> [WORK TO COMPLETE]:
Gather every line in the data below that contains the string "long", and copy each of those lines in full. Case matters when matching.

> [INFORMATION SUPPLIED]:
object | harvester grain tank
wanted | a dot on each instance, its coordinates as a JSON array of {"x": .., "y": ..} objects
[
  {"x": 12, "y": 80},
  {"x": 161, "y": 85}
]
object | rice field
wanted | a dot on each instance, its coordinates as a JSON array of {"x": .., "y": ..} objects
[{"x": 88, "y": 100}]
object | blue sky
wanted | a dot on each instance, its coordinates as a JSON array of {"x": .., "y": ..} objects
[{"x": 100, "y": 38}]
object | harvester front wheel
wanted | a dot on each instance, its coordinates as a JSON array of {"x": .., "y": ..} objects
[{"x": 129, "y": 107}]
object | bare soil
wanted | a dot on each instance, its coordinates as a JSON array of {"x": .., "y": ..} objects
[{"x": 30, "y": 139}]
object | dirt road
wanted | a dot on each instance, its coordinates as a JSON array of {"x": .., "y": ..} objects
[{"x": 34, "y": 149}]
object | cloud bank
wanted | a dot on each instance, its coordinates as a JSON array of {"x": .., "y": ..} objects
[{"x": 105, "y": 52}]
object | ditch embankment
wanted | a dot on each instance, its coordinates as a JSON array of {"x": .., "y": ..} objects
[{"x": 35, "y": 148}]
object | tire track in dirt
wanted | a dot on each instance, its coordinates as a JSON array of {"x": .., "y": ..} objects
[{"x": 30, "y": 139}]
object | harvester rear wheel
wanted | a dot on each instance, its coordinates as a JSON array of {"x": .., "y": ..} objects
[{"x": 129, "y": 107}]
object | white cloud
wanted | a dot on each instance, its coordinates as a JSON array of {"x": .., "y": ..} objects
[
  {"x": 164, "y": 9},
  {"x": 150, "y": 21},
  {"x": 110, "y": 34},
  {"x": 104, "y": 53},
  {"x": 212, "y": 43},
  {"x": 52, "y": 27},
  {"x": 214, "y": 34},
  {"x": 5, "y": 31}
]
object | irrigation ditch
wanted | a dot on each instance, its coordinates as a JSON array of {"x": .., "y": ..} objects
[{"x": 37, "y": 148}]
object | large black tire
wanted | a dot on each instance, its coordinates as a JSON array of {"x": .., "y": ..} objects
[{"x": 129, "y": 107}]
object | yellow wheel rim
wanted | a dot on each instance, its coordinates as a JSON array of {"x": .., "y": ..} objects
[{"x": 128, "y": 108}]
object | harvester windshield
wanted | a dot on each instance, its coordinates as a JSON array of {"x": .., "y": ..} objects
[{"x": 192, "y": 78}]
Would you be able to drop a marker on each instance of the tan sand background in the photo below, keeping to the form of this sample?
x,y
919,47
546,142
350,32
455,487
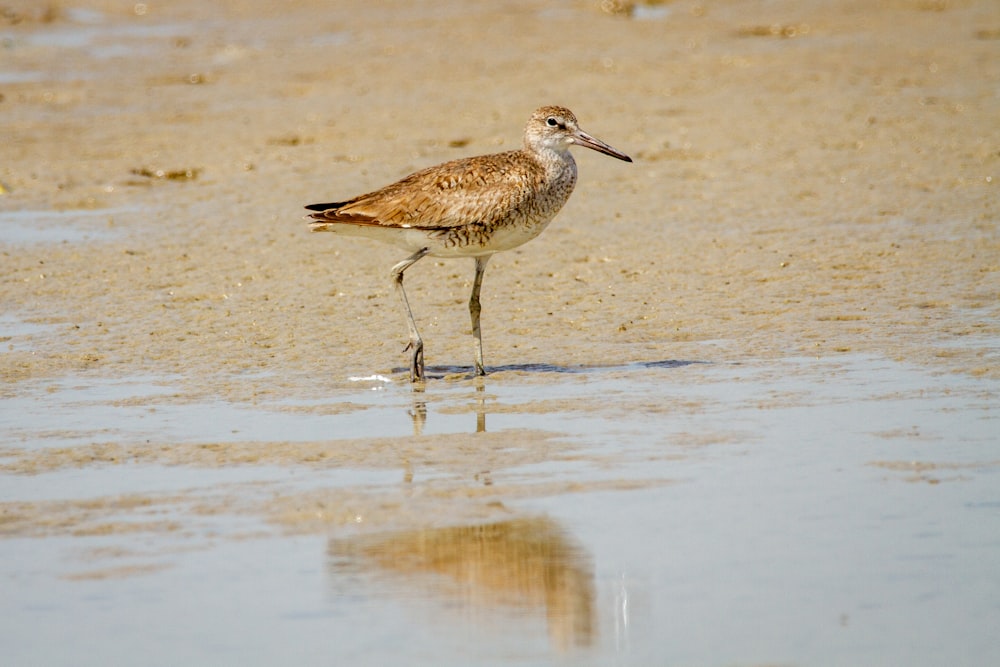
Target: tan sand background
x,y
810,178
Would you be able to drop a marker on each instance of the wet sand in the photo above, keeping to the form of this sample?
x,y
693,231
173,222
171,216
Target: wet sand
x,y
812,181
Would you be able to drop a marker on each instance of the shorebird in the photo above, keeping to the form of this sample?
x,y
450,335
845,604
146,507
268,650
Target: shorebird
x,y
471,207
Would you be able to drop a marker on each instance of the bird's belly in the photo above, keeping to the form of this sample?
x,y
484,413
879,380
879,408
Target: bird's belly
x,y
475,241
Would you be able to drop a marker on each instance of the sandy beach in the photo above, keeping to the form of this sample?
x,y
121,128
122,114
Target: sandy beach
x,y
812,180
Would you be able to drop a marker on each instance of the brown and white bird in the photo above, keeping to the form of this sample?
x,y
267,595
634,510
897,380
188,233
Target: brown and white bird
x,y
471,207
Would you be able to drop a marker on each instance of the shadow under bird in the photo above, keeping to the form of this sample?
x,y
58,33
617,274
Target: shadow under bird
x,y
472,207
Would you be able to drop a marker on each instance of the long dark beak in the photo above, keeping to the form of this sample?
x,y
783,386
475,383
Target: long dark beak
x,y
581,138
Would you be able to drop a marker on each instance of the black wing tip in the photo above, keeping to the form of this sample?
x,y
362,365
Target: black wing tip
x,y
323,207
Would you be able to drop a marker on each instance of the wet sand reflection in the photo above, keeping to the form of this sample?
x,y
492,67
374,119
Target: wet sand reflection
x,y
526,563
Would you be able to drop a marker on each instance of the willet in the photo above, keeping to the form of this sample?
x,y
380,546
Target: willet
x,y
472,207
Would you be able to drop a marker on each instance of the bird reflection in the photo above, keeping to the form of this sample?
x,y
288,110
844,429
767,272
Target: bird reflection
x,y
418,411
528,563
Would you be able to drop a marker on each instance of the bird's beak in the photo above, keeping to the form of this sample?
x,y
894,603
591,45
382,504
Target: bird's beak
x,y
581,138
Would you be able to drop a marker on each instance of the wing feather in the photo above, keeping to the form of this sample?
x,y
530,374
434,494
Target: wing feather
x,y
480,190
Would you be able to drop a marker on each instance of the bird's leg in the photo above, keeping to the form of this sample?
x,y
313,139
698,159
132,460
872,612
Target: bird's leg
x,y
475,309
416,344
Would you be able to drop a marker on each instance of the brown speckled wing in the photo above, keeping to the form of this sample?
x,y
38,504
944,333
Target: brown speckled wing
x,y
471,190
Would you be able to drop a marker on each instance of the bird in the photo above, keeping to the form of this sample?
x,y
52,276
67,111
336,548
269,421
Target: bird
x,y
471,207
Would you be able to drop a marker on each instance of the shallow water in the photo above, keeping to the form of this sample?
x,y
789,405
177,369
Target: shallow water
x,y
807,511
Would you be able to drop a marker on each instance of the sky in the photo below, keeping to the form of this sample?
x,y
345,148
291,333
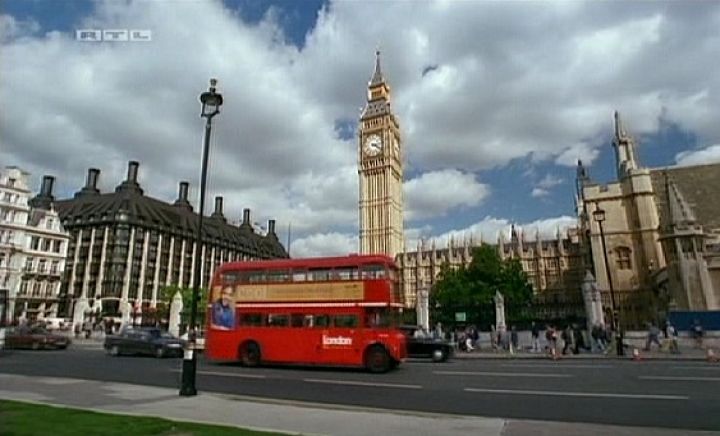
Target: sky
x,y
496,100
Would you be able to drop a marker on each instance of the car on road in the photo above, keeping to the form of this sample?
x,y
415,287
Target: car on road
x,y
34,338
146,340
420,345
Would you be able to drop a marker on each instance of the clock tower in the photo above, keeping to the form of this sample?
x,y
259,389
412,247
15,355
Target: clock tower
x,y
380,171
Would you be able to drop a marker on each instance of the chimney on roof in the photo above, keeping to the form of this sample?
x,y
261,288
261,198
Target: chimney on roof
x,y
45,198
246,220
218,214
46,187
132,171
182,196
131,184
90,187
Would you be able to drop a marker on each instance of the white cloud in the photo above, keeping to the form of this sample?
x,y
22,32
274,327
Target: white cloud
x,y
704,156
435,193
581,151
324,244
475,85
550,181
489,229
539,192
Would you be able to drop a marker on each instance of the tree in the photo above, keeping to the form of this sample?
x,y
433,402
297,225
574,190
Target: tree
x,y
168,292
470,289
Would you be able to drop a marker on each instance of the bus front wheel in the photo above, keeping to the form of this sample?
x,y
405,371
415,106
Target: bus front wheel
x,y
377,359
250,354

* * *

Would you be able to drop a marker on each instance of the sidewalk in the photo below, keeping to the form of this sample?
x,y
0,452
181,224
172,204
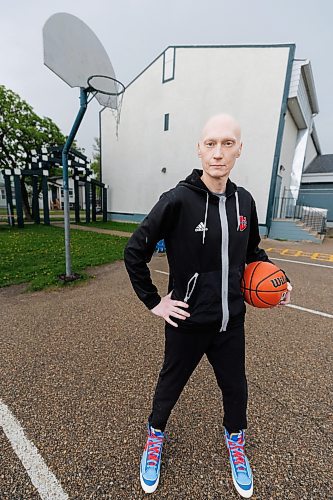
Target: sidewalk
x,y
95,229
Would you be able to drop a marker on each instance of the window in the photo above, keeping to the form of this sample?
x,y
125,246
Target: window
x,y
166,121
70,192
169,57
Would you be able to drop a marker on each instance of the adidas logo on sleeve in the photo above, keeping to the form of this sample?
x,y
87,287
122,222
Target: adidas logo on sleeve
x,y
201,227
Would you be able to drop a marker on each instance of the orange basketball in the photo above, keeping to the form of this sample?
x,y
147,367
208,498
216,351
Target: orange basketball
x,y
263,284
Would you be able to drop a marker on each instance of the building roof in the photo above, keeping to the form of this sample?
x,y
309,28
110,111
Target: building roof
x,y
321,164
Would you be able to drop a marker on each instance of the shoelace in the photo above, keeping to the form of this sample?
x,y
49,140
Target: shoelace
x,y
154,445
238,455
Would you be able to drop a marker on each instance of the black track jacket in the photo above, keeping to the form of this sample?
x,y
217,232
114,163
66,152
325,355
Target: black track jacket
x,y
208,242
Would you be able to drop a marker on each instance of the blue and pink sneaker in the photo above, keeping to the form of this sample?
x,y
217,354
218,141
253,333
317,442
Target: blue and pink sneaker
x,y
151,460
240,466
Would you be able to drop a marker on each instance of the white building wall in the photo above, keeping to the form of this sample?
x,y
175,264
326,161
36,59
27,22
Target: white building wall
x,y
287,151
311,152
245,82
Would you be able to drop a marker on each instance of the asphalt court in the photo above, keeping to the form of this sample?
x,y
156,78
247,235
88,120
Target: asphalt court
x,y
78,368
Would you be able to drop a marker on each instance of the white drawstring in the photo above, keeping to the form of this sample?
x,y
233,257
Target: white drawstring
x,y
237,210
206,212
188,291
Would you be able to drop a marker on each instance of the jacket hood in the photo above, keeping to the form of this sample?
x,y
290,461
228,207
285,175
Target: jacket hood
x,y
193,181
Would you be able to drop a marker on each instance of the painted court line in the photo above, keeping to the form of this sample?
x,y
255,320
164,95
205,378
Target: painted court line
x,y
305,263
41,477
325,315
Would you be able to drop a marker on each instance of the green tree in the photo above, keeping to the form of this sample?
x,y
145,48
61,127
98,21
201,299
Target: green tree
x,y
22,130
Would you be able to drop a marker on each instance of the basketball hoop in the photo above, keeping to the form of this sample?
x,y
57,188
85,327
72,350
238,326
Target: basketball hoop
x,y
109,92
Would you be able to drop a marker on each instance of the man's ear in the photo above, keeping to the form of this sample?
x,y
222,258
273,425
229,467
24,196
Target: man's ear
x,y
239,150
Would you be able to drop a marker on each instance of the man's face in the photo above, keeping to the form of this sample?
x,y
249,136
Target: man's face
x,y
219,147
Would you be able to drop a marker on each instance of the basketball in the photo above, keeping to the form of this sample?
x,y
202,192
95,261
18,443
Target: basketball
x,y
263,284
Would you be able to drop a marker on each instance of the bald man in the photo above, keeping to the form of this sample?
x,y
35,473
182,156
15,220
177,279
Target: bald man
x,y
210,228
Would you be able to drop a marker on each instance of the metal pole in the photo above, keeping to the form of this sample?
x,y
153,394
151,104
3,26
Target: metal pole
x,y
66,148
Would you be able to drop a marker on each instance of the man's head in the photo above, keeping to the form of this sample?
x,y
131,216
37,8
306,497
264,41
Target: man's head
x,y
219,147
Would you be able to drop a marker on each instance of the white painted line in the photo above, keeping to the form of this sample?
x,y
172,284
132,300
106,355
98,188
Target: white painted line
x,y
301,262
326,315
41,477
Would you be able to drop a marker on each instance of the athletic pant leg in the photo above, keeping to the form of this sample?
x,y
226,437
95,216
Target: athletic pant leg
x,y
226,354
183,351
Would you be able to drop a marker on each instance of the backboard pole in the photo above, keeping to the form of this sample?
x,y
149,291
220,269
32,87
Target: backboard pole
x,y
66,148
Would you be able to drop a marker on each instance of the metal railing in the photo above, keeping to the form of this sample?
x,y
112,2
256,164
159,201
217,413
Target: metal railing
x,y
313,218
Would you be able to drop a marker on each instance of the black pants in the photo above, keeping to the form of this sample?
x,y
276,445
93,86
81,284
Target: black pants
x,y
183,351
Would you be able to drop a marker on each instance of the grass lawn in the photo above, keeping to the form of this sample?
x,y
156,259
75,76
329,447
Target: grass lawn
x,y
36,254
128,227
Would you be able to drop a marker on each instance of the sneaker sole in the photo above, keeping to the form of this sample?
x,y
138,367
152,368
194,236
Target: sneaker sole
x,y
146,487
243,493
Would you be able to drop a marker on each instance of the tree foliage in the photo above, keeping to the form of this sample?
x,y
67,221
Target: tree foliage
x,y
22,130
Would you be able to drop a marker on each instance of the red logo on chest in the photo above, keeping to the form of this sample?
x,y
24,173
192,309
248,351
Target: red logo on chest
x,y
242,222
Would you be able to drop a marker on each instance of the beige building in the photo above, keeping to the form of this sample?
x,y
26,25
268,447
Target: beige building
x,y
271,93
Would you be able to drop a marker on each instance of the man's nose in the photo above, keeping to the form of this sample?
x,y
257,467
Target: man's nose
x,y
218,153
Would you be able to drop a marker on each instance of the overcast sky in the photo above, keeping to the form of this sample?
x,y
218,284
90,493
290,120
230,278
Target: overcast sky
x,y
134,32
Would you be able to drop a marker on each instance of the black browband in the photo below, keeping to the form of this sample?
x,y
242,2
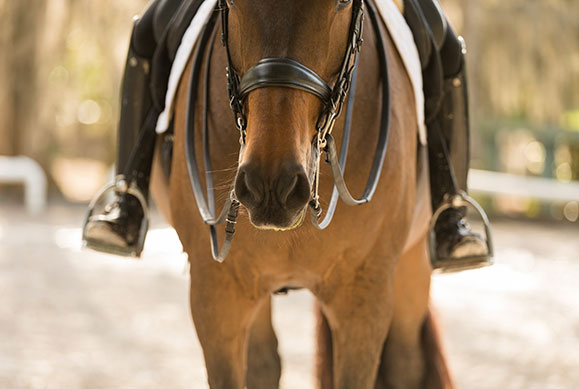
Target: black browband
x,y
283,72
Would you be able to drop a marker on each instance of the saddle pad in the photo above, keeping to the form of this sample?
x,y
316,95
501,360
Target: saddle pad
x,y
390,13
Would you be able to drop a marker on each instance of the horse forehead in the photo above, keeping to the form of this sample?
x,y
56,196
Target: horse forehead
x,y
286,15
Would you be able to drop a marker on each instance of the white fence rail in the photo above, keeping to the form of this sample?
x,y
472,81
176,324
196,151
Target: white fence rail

> [OUTPUT OF THE TASK]:
Would you be able to drop a marker on each instance of the long dark beak in the photo above, keeping to the form of this sample?
Target: long dark beak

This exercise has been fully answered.